(Coordinate labeling data)
*-*-*
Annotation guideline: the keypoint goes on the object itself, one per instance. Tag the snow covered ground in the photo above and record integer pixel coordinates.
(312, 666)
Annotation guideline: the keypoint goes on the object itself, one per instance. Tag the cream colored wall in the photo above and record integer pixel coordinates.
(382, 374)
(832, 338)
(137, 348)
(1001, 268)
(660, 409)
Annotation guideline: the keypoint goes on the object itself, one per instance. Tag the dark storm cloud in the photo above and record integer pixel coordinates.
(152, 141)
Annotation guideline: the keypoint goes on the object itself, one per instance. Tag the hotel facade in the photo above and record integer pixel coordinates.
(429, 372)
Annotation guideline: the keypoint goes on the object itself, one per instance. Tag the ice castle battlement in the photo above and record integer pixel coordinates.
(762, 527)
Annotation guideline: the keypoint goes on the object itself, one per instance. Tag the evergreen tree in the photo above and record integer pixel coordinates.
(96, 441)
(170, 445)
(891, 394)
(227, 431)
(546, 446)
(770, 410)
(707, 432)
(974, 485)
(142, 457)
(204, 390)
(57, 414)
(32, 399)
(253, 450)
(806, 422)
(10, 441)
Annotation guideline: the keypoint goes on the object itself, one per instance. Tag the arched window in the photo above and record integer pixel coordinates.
*-*-*
▶ [AIM OF THE TASK] Write out the records above again, keeping each one identical to the original.

▶ [RESPONSE]
Annotation guideline: the keypoint goes on the object itself, one per instance. Tag the snow covered ground in the photo above and record integer pixel coordinates.
(312, 666)
Annotation guideline: the keypoint goes on the object itself, one per instance. Tag the cream colored wall in the photo above and record integer pixel coordinates.
(382, 374)
(832, 338)
(137, 348)
(1001, 268)
(660, 409)
Annotation guideline: the keypoint goes on the object itself, one per instance. Tag the dark storm cloud in the photo above and record integer pixel coordinates.
(152, 141)
Annotation guideline: the keypoint goes on the object itself, one per instance. Tag the hotel facade in the photo above and record integer pixel coordinates.
(429, 372)
Annotation guideline: the keypoint goes on the object itself, one per instance. Tag the ice castle battlement in the photo above and record integer pixel coordinates.
(762, 527)
Annotation guideline: the keypoint goes on the object itself, one per instance. Tag the evergreen tree in the photo above and record integer pixel coordinates.
(96, 441)
(170, 445)
(891, 394)
(227, 431)
(546, 446)
(770, 410)
(707, 432)
(974, 485)
(142, 457)
(204, 390)
(57, 414)
(32, 399)
(253, 450)
(806, 422)
(10, 441)
Annotation guideline: the keypoint goes on the object itself, one per instance. Tag the arched window in the photo above and record integer pixel coordinates.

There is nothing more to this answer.